SOURCE EXTRACT
About East Riddlesden Hall
It doesn’t take much to imagine how East Riddlesden Hall would have commanded attention in days gone by.
Built on a plateau overlooking the River Aire, surrounded by fields and meadows this former agricultural property has foundations dating back to 973.
The stone, locally sourced from the edge of Ilkley Moor, has been blackened by time and industry and is still just as rough to touch as it originally was.
Over time the land has been sold off leaving the house enveloped by Riddlesden as we know it today.
This warm, friendly and intimate home has a chequered history spanning through the decades from Tudor times to the present day.
Large mullioned windows and the two perfectly formed rose windows speak of wealth. Step through the 400 year old solid studded oak door and see the original locking mechanism which is still in use today.
Inside you're welcomed by a blend of deep rich panelling and intricate plaster work ceilings. Floorboards varying in width tell a story of the many stages of this wonderful jigsaw puzzle of a house.
Each room offers up a taste of life in the past. Stone fireplaces vary in size and detail, apothecary jars would have been used for medicinal purposes and the delightful lantern clock announces its presence through its distinctive chime. These are just a few of the items which have stories just waiting to be told.
The house has seen many a family in residence; none of which were noble. Stories of the merchant class and tenant farmers unravel with scandal and intrigue. The most infamous names to dominate East Riddlesden Hall’s history are the Maudes, Paslew, Rishworths, Murgatrods and the Starkie family.
With the deeds being handed over to the National Trust in 1934 by the Briggs brothers of Keighley, the house was saved from demolition and thankfully continues to be a hive of activity, albeit in a slightly different capacity.
Come and contribute to the worn stone flooring and marvel at how generations before us dreamed of making a local house grand.

WORK TO BE COMPLETED
Using the East Riddlesden Hall text, answer:
(a) To what year do the property's foundations date back?
(b) Where was the building's stone sourced?
(c) Who handed the deeds to the National Trust, and in what year?
The rows below come from a separate source.

DATASET ENTRIES
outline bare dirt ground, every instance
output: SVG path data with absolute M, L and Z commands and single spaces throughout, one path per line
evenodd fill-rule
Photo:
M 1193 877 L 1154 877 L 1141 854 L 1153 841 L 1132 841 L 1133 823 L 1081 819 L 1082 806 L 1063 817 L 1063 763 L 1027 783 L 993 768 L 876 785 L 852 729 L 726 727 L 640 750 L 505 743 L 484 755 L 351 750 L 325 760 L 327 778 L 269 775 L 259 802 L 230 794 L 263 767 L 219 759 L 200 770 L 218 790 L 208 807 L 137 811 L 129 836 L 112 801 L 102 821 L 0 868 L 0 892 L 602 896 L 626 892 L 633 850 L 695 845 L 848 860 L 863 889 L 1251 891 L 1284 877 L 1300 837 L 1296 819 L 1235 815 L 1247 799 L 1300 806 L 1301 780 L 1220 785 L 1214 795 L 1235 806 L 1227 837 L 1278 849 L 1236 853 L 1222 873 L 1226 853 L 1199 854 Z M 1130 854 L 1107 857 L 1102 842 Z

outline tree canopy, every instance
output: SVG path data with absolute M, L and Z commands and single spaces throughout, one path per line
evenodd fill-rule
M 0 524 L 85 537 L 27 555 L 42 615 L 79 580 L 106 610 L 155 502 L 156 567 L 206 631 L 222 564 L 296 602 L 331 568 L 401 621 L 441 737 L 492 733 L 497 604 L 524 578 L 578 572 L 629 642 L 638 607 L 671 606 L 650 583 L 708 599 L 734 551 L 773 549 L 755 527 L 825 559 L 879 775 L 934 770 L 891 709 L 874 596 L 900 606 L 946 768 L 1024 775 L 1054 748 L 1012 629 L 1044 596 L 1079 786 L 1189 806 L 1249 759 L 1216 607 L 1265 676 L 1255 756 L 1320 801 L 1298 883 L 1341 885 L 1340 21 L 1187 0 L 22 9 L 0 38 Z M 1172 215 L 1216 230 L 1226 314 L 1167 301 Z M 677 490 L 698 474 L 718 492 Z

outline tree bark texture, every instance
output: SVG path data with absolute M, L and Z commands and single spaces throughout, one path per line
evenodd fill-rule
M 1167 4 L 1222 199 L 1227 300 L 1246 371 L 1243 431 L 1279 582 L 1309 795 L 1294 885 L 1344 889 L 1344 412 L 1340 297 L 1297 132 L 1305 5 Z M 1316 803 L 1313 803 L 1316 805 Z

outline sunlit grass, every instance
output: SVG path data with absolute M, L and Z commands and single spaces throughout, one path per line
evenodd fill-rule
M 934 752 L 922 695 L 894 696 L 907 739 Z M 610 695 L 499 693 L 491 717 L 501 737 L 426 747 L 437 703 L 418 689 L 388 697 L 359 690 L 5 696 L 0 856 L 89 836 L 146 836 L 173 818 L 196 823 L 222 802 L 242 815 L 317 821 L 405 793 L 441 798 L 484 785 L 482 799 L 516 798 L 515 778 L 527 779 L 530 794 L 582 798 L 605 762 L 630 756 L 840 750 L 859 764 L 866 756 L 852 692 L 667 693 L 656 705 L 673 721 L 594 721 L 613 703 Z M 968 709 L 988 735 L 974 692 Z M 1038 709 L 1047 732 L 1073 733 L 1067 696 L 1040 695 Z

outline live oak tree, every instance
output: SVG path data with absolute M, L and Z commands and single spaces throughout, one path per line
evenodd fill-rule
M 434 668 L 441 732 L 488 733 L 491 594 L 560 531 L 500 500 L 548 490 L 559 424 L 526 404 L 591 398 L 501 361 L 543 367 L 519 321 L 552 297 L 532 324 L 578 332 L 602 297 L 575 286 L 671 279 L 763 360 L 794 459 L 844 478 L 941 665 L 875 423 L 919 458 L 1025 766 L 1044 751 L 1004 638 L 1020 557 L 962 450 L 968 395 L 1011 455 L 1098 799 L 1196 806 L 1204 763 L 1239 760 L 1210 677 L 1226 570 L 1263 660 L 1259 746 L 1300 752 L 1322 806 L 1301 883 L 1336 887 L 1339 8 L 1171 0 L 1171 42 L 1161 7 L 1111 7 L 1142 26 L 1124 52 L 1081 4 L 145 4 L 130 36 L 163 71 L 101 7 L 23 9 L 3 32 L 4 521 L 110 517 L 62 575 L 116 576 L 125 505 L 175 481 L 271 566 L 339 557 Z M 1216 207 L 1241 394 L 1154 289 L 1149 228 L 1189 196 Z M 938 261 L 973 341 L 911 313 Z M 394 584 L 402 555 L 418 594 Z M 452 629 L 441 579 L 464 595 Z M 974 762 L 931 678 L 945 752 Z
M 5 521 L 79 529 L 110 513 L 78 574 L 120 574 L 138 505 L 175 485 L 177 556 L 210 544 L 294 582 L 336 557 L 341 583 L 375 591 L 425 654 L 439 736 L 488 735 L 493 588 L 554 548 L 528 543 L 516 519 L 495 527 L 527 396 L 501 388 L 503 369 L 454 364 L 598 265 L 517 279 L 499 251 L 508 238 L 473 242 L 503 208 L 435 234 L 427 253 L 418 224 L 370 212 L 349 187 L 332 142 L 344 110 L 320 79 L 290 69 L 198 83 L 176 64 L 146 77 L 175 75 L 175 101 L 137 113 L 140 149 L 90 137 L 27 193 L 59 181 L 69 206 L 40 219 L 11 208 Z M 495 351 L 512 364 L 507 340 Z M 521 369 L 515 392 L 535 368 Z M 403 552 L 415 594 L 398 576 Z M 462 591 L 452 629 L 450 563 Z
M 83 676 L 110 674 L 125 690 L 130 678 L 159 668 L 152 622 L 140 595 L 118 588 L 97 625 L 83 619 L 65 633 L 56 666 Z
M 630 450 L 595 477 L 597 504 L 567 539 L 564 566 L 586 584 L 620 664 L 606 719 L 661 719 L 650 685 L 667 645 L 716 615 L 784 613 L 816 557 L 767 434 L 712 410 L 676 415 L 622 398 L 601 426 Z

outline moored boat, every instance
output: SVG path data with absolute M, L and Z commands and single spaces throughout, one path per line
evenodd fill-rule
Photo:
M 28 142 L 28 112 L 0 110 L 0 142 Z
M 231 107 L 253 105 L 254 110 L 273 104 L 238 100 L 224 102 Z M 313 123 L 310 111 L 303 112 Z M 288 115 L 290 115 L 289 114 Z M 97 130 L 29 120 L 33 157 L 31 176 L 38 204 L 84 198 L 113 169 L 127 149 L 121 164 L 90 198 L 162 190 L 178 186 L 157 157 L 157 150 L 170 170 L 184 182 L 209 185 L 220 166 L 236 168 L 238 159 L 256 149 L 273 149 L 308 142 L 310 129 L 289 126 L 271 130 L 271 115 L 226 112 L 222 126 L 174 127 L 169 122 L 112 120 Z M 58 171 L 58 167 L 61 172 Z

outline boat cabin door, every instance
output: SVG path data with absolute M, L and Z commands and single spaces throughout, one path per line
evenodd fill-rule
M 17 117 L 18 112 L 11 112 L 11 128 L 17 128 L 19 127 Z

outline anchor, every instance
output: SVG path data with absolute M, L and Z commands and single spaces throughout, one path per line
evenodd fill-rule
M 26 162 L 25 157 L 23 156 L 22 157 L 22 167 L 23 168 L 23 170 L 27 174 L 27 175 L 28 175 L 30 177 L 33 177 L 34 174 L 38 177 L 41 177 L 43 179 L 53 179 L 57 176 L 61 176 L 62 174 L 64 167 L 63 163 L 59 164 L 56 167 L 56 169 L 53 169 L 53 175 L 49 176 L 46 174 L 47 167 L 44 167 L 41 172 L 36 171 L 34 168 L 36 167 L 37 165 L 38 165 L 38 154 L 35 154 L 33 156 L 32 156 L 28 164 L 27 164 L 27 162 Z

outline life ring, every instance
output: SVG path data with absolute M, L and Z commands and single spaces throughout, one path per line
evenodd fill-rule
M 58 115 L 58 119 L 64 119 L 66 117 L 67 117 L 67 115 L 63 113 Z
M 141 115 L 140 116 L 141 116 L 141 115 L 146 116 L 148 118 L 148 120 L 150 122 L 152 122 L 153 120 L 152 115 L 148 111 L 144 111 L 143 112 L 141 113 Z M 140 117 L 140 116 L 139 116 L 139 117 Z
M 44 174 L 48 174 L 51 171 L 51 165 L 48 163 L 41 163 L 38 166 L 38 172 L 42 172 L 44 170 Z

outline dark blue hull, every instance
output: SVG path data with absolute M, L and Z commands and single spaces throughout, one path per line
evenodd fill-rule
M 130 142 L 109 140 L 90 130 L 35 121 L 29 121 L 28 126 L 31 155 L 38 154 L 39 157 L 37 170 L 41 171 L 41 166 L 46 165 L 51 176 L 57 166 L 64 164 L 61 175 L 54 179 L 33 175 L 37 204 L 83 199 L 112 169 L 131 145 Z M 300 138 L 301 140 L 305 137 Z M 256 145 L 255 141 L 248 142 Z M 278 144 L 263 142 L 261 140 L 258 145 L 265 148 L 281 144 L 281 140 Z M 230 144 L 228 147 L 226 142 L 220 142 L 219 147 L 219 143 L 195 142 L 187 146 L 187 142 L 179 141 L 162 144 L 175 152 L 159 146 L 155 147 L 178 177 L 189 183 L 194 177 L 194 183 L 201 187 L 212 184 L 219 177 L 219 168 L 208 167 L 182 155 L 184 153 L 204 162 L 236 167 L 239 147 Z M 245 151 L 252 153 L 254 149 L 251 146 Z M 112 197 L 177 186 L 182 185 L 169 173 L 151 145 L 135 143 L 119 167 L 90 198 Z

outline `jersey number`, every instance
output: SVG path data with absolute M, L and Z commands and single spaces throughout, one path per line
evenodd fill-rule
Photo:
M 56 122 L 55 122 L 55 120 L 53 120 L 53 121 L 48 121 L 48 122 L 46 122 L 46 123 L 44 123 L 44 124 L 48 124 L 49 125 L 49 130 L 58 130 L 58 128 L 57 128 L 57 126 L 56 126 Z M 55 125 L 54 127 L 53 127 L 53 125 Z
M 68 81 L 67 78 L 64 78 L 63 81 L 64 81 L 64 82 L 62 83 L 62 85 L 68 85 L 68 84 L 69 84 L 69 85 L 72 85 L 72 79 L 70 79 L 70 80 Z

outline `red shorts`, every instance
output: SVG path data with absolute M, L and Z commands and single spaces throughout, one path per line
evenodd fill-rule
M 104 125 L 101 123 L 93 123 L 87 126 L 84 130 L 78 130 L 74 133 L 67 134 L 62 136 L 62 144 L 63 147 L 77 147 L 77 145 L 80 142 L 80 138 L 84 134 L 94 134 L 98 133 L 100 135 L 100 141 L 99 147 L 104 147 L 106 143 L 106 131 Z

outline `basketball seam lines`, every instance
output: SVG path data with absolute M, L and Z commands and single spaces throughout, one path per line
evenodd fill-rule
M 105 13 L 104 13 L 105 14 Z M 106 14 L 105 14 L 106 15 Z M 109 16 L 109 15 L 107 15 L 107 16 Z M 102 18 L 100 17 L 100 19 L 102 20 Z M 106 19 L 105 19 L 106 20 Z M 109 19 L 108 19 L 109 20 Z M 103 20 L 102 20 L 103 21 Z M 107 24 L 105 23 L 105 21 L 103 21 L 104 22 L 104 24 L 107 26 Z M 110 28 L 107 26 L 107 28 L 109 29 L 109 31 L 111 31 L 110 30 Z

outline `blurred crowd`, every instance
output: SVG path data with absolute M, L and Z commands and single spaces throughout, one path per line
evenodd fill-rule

TASK SOLUTION
(a) 973
(b) The edge of Ilkley Moor
(c) The Briggs brothers of Keighley, in 1934